----- DOCUMENT TEXT
In [20]:
import numpy as np
import pandas as pd
from transformers import AutoTokenizer

In [23]:
base_model_id = "mistralai/Mistral-7B-v0.1"
model_max_length = 512
project = "alpaca-finetune"
base_model_name = "mistral"
run_name = base_model_name + "-" + project
output_dir = "./" + run_name
eos_token = '</s>'

In [8]:
dataset = pd.read_json('./data/alpaca_gpt4_data.json')

In [9]:
def gen_dataset_splits(ds, perc: []):
    ds_len = len(ds)
    train_len = int(ds_len * perc[0])
    eval_len = int(ds_len * perc[1])
    test_len = ds_len - train_len - eval_len
    splits = np.concatenate([
        np.zeros(train_len),
        np.ones(eval_len),
        np.full(test_len, 2)
    ])
    np.random.shuffle(splits)
    return splits

In [11]:
dataset['split'] = gen_dataset_splits(dataset, [.9, .01])

In [16]:
def alpaca_prompt(row):
    return ("Below is an instruction that describes a task. "
            "Write a response that appropriately completes the request.\n\n"
            "### Instruction:\n{instruction}\n\n### Response:\n").format_map(row)


def alpaca_prompt_input(row):
    return ("Below is an instruction that describes a task, paired with an input that provides further context. "
            "Write a response that appropriately completes the request.\n\n"
            "### Instruction:\n{instruction}\n\n### Input:\n{input}\n\n### Response:\n").format_map(row)


def gen_prompt(row):
    return (alpaca_prompt(row) if row['input'] == "" else alpaca_prompt_input(row)) + row['output']

In [17]:
dataset['prompt'] = dataset.apply(lambda x: gen_prompt(x), axis=1)

In [26]:
tokenizer = AutoTokenizer.from_pretrained(base_model_id, model_max_length=model_max_length)
----------
- _THE PROBLEM_:
Answer these questions from the fine-tuning notebook code:
1. What value is assigned to model_max_length?
2. Which JSON file is read into the dataset?
3. What two fractions are passed to gen_dataset_splits when the split column is created?
The records that come next have no connection to the notebook code above.
----- DATASET ROWS
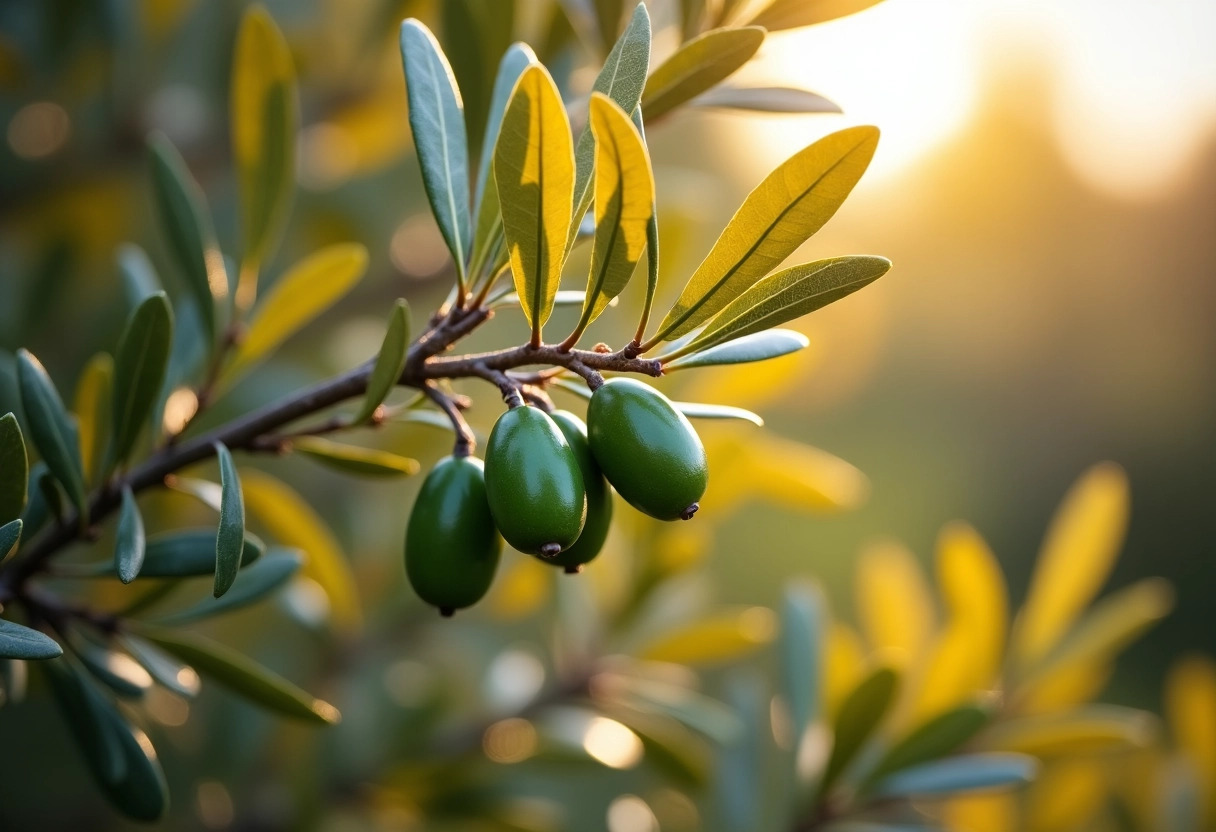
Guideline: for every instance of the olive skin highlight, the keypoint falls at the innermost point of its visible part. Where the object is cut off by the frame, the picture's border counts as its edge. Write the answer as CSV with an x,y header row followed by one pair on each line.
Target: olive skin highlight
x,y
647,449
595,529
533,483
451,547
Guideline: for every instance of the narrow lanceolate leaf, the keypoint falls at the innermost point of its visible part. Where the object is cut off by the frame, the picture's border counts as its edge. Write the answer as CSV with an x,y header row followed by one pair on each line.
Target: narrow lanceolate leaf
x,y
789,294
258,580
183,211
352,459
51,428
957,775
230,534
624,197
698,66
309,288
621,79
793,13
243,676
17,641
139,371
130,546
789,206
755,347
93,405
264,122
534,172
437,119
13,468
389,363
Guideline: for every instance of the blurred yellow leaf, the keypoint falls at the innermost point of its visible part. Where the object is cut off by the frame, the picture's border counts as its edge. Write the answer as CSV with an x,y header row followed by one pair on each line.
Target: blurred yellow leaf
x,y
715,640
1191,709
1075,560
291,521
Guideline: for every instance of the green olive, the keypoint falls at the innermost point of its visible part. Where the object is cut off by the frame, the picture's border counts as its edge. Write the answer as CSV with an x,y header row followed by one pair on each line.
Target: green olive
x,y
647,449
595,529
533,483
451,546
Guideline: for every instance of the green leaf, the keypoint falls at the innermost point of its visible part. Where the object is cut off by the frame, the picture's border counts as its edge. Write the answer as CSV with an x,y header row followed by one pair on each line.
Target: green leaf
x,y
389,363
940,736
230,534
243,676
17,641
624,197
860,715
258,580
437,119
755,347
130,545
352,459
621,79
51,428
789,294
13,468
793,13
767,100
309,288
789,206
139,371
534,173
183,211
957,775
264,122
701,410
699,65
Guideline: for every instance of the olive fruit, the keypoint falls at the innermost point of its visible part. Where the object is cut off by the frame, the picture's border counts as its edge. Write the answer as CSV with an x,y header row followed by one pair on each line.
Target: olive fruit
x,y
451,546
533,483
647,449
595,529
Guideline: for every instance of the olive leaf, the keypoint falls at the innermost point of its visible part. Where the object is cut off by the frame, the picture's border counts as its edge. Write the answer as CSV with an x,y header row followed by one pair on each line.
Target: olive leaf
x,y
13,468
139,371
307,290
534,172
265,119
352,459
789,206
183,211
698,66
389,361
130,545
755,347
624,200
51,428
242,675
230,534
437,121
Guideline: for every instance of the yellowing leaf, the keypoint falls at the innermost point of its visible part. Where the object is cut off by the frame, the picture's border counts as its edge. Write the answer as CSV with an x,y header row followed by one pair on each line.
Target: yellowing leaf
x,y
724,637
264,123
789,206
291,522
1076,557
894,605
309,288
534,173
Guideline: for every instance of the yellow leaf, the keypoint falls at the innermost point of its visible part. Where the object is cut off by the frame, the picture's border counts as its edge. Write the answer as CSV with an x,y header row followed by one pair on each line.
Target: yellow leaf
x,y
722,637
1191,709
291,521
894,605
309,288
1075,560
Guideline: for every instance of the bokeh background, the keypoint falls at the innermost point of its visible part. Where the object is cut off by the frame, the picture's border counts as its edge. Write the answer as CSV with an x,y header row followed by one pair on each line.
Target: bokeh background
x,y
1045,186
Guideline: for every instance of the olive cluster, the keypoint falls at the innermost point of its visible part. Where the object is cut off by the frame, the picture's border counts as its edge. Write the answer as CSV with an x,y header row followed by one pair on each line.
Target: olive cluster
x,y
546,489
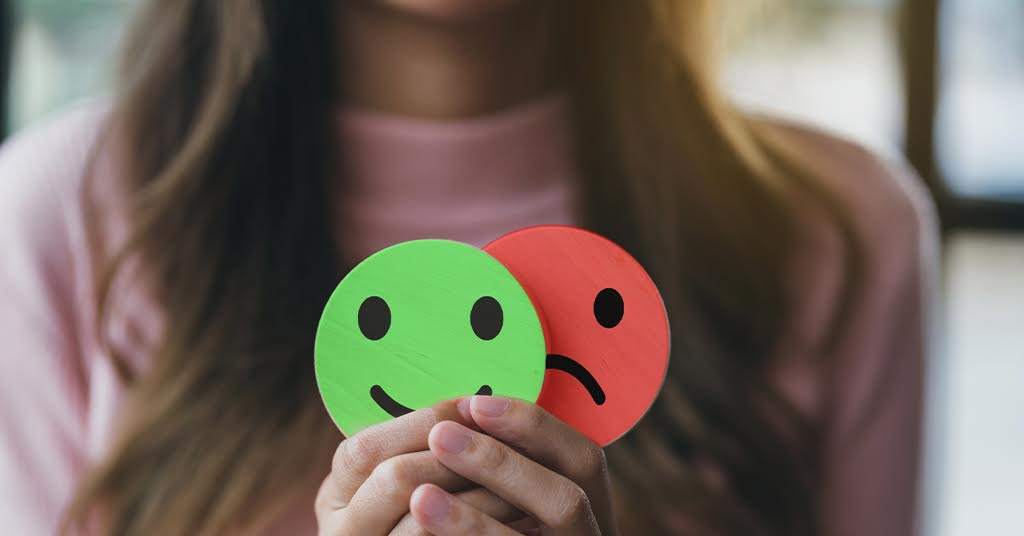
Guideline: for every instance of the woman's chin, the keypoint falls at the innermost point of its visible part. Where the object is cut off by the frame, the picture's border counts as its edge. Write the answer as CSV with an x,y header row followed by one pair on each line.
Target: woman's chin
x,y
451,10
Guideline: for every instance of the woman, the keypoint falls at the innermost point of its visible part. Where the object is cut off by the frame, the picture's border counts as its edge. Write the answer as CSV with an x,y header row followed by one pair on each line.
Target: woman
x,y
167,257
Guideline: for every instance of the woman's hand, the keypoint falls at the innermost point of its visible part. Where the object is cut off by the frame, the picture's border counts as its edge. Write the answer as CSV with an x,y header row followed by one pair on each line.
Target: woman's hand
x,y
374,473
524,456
----------
----- DATASET ROWS
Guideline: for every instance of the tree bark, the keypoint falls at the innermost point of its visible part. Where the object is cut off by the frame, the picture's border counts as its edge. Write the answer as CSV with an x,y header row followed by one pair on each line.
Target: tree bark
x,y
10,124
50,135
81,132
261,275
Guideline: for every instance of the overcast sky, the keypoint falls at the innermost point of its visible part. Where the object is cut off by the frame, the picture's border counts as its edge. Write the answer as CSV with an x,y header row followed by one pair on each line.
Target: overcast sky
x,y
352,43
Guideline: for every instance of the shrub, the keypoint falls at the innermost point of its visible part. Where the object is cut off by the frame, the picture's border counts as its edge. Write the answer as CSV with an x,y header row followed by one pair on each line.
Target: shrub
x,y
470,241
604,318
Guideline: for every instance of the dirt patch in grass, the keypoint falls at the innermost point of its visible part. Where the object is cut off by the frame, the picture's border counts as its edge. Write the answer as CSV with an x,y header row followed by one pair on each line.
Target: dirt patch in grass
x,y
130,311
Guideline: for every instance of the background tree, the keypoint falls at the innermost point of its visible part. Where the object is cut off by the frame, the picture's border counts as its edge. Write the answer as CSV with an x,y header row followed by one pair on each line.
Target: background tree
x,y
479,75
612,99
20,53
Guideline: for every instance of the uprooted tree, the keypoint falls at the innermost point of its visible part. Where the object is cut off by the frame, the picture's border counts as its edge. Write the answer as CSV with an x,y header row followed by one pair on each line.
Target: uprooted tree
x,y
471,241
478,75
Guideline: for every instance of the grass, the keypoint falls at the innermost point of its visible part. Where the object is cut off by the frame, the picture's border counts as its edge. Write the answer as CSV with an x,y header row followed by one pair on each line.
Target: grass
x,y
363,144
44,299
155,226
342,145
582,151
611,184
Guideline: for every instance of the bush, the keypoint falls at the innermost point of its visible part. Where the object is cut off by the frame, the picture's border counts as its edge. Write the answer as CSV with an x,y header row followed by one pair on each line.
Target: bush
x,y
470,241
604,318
----------
- _SOLUTION FOR THIS EXERCISE_:
1. 512
2. './data/alpaca_gpt4_data.json'
3. .9 and .01